■ **GIVEN REQUEST**: List every line in the rows below that contains the string "double". Case counts: uppercase and lowercase letters are distinct.

■ **STORED DATA**:
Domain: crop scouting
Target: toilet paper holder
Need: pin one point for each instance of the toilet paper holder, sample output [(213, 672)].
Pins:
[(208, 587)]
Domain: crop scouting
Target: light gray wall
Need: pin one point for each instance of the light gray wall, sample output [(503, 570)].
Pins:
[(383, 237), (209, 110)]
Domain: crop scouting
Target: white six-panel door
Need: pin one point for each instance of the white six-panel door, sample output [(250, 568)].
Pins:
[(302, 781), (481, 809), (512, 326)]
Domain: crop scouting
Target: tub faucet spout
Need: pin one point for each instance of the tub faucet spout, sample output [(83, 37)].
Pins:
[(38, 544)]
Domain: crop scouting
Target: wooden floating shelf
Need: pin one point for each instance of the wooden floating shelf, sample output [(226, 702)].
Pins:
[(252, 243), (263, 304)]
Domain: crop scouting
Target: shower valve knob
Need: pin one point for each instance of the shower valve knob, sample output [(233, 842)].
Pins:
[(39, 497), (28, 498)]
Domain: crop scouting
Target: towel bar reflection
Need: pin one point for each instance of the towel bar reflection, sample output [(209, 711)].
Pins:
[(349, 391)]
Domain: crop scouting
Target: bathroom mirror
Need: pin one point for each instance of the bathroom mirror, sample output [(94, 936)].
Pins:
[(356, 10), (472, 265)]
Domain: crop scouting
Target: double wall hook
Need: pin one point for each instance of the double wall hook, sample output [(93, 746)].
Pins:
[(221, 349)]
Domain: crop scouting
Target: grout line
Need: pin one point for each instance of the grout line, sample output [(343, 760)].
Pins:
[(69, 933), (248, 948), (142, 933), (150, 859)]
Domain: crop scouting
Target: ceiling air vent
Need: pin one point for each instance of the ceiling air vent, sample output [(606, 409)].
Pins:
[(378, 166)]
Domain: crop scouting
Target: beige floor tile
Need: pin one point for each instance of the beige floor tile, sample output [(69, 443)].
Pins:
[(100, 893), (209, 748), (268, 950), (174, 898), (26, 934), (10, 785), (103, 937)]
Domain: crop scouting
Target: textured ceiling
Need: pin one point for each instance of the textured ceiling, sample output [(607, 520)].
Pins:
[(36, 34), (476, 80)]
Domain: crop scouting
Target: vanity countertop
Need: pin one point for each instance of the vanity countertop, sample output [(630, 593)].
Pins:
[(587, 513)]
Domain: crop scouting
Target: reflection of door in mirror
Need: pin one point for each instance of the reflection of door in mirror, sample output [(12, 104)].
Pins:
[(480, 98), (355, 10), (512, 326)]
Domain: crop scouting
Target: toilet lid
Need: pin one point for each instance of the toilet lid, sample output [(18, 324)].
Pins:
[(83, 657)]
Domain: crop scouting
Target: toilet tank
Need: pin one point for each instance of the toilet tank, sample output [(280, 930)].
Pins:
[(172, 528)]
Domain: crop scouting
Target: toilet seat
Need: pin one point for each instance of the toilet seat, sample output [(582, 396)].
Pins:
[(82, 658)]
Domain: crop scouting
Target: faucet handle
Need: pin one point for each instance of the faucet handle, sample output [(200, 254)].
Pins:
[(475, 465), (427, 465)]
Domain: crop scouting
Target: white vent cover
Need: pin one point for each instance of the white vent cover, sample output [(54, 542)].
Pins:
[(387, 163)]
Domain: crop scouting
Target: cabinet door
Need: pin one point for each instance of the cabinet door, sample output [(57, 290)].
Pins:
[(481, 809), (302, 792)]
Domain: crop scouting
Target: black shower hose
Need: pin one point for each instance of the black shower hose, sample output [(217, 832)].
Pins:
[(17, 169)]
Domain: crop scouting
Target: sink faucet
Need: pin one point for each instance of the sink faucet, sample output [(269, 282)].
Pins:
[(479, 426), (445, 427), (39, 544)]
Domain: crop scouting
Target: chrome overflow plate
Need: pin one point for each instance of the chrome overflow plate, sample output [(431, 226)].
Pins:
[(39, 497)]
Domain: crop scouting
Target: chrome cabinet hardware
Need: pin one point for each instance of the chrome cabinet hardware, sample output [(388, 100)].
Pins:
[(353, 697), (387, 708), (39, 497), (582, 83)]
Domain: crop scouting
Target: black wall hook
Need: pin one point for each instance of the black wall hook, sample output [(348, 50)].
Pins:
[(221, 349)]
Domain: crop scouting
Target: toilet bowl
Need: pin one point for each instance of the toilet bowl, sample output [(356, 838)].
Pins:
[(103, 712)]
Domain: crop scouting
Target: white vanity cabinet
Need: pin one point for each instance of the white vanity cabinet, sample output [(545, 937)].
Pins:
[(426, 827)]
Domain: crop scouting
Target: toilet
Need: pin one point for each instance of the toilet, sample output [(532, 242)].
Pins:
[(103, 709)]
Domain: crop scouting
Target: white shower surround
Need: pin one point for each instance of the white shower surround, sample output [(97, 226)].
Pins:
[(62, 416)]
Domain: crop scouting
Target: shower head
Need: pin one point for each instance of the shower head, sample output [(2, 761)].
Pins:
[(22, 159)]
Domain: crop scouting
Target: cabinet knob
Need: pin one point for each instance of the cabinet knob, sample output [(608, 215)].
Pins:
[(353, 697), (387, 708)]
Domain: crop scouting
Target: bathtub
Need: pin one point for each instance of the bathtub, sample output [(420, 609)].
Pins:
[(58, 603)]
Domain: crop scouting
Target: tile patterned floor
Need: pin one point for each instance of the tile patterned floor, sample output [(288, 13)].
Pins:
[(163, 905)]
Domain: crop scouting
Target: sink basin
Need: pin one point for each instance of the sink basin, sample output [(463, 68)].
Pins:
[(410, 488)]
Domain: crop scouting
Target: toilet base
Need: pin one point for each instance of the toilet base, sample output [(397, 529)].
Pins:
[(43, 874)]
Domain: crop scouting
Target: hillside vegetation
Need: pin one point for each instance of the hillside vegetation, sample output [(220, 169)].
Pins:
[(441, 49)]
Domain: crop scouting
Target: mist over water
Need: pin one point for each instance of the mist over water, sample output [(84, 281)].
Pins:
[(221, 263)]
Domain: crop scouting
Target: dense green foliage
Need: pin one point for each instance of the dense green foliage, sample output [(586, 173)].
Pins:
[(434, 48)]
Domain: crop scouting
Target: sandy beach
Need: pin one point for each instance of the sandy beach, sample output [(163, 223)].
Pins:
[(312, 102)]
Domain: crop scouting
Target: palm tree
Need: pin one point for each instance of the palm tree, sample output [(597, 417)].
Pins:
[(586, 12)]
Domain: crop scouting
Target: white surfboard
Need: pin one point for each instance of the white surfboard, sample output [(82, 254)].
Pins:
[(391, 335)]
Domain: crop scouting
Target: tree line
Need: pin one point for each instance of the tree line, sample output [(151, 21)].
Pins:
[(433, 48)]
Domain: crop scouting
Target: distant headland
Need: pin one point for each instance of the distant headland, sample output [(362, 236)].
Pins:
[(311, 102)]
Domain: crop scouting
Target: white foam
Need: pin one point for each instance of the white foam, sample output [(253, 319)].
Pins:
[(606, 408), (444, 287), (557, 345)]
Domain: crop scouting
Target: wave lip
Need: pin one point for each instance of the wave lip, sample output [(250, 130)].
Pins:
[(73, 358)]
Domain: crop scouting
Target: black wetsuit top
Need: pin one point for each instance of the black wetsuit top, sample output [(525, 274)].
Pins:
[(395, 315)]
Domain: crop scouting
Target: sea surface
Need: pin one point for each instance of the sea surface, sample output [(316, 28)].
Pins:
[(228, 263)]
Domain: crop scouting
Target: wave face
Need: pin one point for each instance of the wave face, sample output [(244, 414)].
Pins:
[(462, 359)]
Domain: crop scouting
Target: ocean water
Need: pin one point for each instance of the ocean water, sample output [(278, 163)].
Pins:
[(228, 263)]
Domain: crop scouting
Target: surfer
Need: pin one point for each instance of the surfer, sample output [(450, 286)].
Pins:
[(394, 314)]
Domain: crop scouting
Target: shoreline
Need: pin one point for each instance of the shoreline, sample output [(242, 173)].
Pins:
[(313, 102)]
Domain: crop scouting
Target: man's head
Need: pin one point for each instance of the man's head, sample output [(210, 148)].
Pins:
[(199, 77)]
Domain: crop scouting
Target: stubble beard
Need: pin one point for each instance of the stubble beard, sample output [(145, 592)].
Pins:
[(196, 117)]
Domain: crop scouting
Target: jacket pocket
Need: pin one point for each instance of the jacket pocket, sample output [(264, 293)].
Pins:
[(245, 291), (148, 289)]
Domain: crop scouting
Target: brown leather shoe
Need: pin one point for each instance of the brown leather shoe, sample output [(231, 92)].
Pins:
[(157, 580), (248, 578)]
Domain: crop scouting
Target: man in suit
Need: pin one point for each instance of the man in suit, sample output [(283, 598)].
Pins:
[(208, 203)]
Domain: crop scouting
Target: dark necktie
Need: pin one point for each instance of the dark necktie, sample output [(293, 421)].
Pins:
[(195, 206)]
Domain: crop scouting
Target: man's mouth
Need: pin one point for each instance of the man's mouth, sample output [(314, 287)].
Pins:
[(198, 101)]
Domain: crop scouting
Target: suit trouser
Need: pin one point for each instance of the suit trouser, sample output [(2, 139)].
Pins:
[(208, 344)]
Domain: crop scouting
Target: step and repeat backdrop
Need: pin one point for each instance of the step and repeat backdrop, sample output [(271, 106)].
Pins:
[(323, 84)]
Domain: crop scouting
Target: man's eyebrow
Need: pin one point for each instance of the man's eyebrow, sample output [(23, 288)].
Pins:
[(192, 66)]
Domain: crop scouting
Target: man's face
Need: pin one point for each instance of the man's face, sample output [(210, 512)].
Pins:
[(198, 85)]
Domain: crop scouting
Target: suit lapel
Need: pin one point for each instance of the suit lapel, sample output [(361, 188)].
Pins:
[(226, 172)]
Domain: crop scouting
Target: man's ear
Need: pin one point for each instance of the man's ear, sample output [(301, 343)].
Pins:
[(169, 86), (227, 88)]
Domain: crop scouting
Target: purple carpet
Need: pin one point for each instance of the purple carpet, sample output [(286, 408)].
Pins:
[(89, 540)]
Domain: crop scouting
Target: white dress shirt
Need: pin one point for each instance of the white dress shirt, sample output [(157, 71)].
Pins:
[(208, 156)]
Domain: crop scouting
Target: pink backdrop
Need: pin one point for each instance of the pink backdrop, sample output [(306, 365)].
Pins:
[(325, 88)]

■ **REPLY TO THE EXERCISE**:
Target: double wall hook
Need: pin one point for each instance of the double wall hook, sample output [(93, 746)].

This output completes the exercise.